Excerpt provided ::
^^^^^^^^
Saturday, November 30, 2013

Purl & June and Small Business Saturday!

Did you know today is Small Business Saturday?  It's a great reminder to support small businesses for your holiday shopping.  Purl & June is ready for Small Business Saturday.  I've been working to stock up on soap and other crafts, not only for SBS, but also for a craft show next weekend.  

There are some new items in the shop now, and new things will be added every now and then for the next week or so.  

Here's what I've been busy doing lately.

Each coffee cozy I sell in the shop is knitted, then felted individually. Then after the felted cozy is dry, I needle felt the details (like sheep, or whatever the design is) onto it. 
I've got several cozies drying on the windowsill at the moment. 
Lots of soap is curing, waiting to be sold.  This is just a small part of it all.

The holiday soap sets are back in the shop, along with the needle felted Christmas lights.
^^^^^^^^
Records shown ::
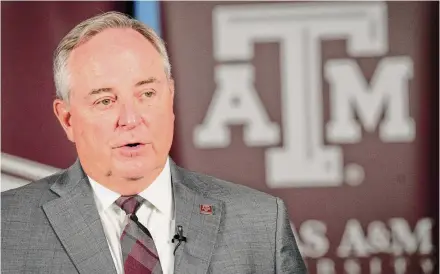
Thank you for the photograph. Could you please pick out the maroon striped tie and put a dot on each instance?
(138, 250)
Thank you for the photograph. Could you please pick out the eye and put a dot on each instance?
(149, 93)
(104, 102)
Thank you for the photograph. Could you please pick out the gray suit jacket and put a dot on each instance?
(53, 226)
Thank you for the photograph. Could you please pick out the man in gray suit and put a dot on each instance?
(125, 206)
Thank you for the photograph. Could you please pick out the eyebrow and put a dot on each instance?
(148, 81)
(99, 90)
(140, 83)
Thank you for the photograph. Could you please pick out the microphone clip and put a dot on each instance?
(178, 237)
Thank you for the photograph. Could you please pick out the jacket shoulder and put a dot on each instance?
(29, 195)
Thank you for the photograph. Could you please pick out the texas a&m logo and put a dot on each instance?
(304, 160)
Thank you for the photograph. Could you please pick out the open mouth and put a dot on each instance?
(133, 145)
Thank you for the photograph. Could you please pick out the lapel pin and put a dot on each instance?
(206, 209)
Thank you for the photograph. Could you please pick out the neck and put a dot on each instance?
(128, 186)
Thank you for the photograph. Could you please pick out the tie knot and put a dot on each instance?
(129, 203)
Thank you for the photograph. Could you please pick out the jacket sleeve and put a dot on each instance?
(287, 256)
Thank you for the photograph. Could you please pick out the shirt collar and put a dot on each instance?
(159, 193)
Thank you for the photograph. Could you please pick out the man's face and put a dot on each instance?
(120, 114)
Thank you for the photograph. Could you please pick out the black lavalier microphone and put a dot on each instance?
(178, 237)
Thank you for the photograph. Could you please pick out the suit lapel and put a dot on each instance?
(75, 219)
(200, 229)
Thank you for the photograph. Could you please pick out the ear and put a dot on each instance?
(171, 85)
(62, 112)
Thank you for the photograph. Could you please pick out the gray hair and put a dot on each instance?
(85, 30)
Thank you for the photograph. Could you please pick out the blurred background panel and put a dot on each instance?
(332, 106)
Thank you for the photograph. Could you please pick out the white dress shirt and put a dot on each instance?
(156, 214)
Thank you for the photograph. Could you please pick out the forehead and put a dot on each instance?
(113, 53)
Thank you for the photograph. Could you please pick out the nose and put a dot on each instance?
(129, 117)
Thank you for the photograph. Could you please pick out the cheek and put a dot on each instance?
(92, 130)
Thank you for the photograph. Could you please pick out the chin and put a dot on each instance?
(134, 170)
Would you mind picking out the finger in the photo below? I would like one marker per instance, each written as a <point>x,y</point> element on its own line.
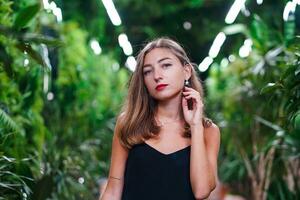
^^^^^^^^
Copy out the entire Purl & June post about Small Business Saturday word for word. The listing comes from a separate source.

Saturday, November 30, 2013

Purl & June and Small Business Saturday!

Did you know today is Small Business Saturday?  It's a great reminder to support small businesses for your holiday shopping.  Purl & June is ready for Small Business Saturday.  I've been working to stock up on soap and other crafts, not only for SBS, but also for a craft show next weekend.  

There are some new items in the shop now, and new things will be added every now and then for the next week or so.  

Here's what I've been busy doing lately.

Each coffee cozy I sell in the shop is knitted, then felted individually. Then after the felted cozy is dry, I needle felt the details (like sheep, or whatever the design is) onto it. 
I've got several cozies drying on the windowsill at the moment. 
Lots of soap is curing, waiting to be sold.  This is just a small part of it all.

The holiday soap sets are back in the shop, along with the needle felted Christmas lights.